=== TASK TO COMPLETE ===
Going through the entries below, copy out each line that contains "without".

Stored records
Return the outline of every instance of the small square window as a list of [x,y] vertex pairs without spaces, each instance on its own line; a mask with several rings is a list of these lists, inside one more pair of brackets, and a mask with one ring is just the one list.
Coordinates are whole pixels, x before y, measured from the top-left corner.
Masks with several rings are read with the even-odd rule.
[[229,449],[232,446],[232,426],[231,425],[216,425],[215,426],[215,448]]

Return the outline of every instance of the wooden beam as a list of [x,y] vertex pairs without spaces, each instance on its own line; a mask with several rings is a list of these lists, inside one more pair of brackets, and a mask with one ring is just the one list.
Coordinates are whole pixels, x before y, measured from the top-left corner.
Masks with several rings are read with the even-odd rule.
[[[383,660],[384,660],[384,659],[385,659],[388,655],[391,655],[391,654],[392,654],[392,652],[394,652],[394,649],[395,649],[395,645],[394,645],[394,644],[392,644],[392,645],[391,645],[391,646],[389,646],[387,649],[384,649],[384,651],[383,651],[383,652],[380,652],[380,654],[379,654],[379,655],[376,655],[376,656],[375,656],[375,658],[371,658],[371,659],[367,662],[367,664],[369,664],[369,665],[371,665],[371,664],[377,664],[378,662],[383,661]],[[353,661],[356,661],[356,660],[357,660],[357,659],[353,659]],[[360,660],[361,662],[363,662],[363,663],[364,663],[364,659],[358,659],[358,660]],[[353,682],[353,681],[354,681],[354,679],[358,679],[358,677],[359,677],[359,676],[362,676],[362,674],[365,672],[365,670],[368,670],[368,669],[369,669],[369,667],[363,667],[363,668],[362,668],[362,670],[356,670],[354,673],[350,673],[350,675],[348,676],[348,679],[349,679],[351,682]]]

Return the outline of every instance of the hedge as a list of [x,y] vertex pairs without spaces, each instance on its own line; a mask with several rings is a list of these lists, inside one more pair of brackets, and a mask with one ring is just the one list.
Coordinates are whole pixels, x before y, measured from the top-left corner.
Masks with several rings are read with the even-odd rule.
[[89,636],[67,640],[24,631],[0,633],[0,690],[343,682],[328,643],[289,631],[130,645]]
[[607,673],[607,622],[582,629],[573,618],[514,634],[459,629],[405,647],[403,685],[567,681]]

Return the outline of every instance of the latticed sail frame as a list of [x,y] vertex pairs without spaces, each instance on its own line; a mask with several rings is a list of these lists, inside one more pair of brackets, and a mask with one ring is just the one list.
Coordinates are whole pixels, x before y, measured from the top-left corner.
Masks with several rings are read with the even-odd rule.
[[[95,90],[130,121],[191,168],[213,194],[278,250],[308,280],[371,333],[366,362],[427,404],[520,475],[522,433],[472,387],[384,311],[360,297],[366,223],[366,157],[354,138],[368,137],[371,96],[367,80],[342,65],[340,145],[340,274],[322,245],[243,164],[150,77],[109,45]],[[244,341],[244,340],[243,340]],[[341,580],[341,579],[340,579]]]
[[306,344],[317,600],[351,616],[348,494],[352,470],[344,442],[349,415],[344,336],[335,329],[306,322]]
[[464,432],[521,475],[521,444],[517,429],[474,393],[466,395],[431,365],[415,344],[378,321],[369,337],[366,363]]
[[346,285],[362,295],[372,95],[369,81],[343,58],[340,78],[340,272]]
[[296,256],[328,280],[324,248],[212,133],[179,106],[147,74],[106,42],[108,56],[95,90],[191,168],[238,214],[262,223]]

=== EXERCISE ANSWER ===
Return the outline of every instance of the small square window as a list of [x,y] vertex pairs without spaces, each instance on its own line; a mask with several rings is a list of these lists, inside one more pair of brackets, and a mask with one ring is just the one list.
Return the outline of every instance of the wooden beam as a list of [x,y] vertex pairs without spaces, each instance on its own line; a mask with several rings is a list of these lists, inside one more pair of brackets, and a mask with one ring is just the one list.
Return the outline of every instance of the hedge as a list of [x,y] vertex pairs without spaces, each instance on its own line; a mask with several rings is a list of these lists, inside one more pair of brackets, and a mask with one ring is just the one list.
Return the outline of every instance of the latticed sail frame as a list of [x,y] vertex pairs without spaces, each instance on its own line; a mask with several rings is a list of these lists, inside one more pair of brackets, and a mask with one ring is just the one list.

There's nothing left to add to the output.